• [REQUIRED TASK]: Skip the images and copy each record exactly as written.

(Part of a data file)
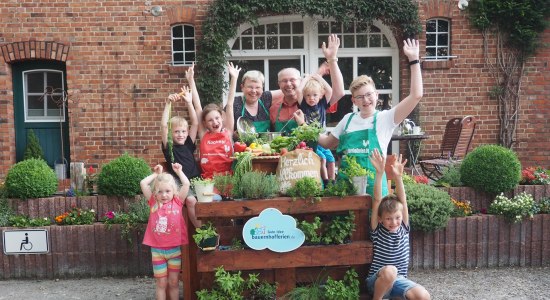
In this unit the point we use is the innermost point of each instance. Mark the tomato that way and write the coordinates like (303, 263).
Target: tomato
(239, 147)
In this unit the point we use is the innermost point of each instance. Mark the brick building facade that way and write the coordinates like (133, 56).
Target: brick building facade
(117, 57)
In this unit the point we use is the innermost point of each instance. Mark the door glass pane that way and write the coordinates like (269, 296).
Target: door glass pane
(379, 68)
(277, 65)
(35, 82)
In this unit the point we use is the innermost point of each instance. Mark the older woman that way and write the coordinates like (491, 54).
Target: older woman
(254, 104)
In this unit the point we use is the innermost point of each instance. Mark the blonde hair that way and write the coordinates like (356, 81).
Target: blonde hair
(253, 75)
(389, 204)
(209, 108)
(361, 81)
(164, 178)
(178, 122)
(313, 85)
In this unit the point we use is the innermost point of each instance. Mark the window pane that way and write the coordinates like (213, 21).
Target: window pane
(35, 82)
(284, 28)
(298, 42)
(430, 40)
(189, 31)
(323, 27)
(272, 29)
(259, 43)
(443, 39)
(54, 80)
(379, 68)
(177, 31)
(285, 42)
(189, 45)
(442, 26)
(297, 27)
(248, 65)
(260, 29)
(430, 26)
(247, 43)
(349, 41)
(177, 45)
(272, 42)
(236, 45)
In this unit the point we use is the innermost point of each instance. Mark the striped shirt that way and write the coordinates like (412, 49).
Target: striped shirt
(390, 249)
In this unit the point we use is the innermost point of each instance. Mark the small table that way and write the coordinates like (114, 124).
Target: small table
(414, 141)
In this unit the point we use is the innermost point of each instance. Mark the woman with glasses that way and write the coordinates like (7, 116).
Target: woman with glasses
(358, 134)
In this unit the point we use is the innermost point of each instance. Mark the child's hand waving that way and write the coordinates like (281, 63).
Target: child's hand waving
(378, 161)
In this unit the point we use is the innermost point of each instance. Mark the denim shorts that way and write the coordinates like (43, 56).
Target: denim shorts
(324, 154)
(400, 287)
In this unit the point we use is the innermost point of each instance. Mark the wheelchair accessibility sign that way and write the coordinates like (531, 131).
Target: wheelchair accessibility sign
(26, 241)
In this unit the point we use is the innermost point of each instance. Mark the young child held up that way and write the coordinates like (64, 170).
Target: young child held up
(166, 230)
(389, 225)
(183, 145)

• [THE OUTPUT]:
In this unit the point we use is the innermost point of each instance. Mark the tomato that way and write the coordinates like (303, 263).
Target: tomato
(239, 147)
In this unit the point we use is the innermost point of each instance. Mark the brick building facade that way and write the coordinates like (133, 56).
Target: brick building facade
(117, 57)
In this unit the point we use is the innermost point of each instance. Mark the door glass pane that way and write the coordinates like (269, 296).
Target: door glass pane
(379, 68)
(277, 65)
(35, 82)
In this unit the point we use is the innermost point of each instance. Mark the older woman that way and write the coordinates like (491, 54).
Target: older woman
(254, 104)
In this unit the point we use is the innermost point of each instance. Mark the blonde hair that way and write the coordinates like (356, 81).
Target: blonde hair
(253, 75)
(389, 204)
(209, 108)
(361, 81)
(164, 178)
(178, 122)
(313, 85)
In this unit the point we use is the innermost point of each instance. Mark the window pane that way and write the coordinates like (213, 21).
Target: window pane
(35, 82)
(284, 28)
(298, 42)
(430, 40)
(189, 31)
(323, 27)
(272, 29)
(259, 43)
(443, 39)
(54, 80)
(379, 68)
(177, 31)
(285, 42)
(189, 45)
(442, 26)
(297, 27)
(248, 65)
(260, 29)
(430, 26)
(247, 43)
(349, 41)
(177, 45)
(272, 42)
(236, 45)
In this unit the point we use is the innermost point of each instance. Mark the striped shirt that way and write the coordinates like (412, 49).
Target: striped shirt
(390, 249)
In this unit the point we use is the innermost point of each instance. Mark the small table that way and write the coordinates like (114, 124).
Target: small table
(414, 141)
In this unit the point we use is the innermost point of each instance. Mark the woman with glasses that way and write the coordinates like (7, 116).
Target: woman with glasses
(358, 134)
In this unit the point we use is the innermost point of each instance. Mark the child's hand waving that way and write the coordinates like (281, 63).
Target: child's hand waving
(378, 161)
In this unit the point we use is the innermost point of each instance. Mark the denim shorts that way and write the coordinates like (43, 56).
Target: denim shorts
(324, 154)
(400, 287)
In this unit the point we use is the innermost point of each instance. Mark the wheelchair accessibility sign that way and write the coordinates like (531, 131).
Target: wheelchair accessibility sign
(26, 241)
In this unit the point we use is the innermost point of each instance. Mark the young child held up that way and write the coordinates like (64, 170).
Target: young child held up
(166, 230)
(389, 225)
(183, 145)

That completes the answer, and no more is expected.